Scan the records for lines holding "below". Say how many there are and give nothing else.

Stored entries:
━━━━━━━━

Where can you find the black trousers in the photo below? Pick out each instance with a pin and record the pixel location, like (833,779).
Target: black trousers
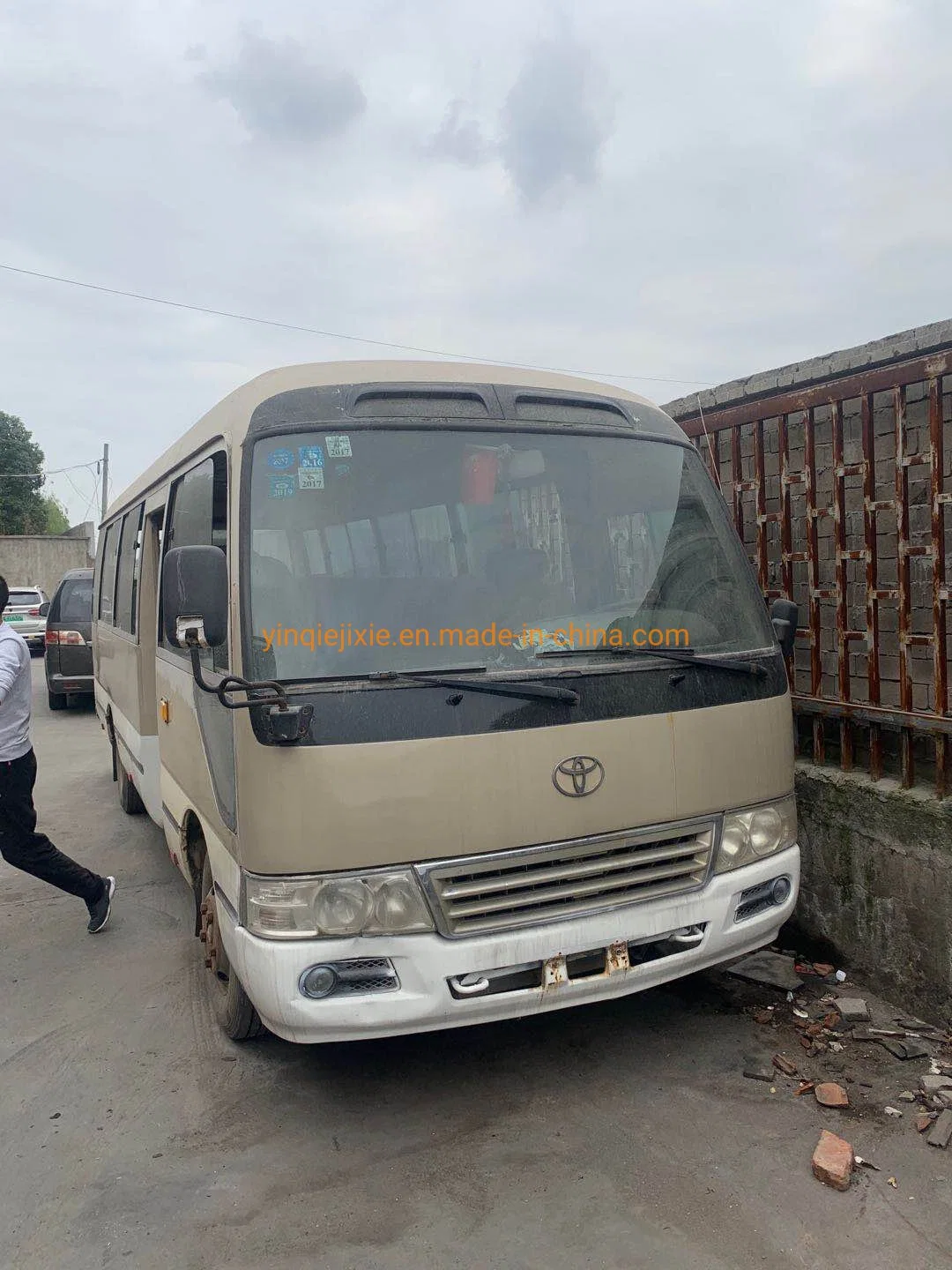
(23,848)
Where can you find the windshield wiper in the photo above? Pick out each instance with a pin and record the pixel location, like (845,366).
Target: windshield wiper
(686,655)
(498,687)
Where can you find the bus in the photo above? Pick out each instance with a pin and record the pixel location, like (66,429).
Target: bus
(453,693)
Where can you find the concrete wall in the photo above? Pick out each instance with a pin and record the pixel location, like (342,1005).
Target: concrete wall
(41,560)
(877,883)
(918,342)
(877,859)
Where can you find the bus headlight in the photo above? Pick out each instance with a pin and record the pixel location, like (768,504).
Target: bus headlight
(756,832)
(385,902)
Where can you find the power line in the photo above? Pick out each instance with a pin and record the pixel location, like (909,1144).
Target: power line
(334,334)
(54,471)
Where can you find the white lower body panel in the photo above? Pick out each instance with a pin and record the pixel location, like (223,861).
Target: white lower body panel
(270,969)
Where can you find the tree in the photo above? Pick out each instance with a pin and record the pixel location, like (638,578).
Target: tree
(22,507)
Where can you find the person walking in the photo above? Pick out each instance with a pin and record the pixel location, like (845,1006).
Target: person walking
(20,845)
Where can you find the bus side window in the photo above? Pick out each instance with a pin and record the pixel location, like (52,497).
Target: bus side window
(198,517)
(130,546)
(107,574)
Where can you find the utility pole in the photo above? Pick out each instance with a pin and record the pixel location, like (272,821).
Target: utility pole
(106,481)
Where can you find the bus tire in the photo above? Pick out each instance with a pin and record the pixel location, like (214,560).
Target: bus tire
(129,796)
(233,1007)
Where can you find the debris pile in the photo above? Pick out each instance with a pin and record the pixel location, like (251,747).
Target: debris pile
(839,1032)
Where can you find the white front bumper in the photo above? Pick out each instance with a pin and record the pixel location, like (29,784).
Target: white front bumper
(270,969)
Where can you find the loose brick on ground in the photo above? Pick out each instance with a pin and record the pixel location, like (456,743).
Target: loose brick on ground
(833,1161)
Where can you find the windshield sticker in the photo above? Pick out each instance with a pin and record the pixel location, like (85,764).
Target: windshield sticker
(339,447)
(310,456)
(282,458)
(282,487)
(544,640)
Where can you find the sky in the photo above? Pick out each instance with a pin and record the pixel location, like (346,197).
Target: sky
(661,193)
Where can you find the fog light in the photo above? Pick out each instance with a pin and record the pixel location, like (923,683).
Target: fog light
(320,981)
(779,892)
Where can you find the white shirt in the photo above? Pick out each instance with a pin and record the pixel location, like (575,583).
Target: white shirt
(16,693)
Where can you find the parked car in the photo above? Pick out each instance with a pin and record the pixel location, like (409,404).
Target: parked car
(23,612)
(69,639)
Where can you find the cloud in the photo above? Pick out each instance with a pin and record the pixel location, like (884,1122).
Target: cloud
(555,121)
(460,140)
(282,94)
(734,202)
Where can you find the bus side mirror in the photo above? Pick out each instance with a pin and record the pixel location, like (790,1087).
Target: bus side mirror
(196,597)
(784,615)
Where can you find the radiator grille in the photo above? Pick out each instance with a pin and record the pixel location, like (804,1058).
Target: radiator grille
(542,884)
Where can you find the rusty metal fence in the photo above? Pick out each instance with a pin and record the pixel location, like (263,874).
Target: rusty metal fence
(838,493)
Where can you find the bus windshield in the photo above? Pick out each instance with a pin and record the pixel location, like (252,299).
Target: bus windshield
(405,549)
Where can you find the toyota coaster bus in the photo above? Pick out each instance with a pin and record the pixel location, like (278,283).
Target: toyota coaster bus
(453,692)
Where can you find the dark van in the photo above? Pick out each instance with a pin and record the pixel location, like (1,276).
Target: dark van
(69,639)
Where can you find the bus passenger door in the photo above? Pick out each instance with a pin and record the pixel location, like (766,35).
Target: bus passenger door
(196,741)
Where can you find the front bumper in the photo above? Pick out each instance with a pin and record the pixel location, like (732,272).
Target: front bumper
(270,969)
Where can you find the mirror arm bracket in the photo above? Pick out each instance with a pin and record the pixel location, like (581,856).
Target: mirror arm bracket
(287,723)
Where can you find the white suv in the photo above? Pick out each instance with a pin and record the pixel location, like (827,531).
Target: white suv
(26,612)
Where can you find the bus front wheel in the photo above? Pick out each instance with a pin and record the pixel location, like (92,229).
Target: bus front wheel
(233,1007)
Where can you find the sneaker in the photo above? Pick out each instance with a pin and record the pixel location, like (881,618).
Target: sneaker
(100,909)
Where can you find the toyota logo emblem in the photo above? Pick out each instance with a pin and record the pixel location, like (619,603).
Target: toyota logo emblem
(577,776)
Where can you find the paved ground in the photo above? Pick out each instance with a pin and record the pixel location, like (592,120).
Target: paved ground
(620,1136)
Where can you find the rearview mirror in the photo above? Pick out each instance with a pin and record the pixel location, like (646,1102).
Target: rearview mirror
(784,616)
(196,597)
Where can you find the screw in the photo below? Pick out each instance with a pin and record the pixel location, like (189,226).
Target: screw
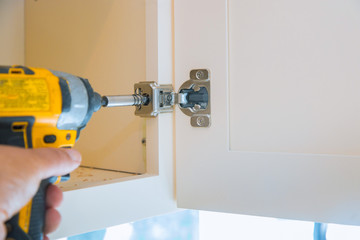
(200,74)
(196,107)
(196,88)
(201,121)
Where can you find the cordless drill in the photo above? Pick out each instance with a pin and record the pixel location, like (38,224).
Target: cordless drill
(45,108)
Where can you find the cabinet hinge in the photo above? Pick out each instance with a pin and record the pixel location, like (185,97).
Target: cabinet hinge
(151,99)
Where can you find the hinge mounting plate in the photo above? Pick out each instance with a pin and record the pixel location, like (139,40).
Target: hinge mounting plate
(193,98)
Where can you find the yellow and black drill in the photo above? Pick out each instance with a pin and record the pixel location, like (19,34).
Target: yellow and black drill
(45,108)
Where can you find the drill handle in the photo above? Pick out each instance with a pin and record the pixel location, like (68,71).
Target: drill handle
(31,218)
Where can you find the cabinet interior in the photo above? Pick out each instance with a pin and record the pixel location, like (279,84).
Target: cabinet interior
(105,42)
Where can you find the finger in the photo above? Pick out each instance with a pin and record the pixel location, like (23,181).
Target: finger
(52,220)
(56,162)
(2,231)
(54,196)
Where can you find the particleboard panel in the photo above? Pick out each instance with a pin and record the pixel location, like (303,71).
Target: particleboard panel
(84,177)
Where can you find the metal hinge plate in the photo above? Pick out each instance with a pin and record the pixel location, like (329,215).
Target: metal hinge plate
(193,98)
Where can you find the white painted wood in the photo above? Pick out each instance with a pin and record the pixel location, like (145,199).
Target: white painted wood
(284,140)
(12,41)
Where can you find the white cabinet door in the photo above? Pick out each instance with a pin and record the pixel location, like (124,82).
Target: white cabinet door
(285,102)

━━━━━━━━

▸ **SOLUTION FOR THIS EXERCISE**: 2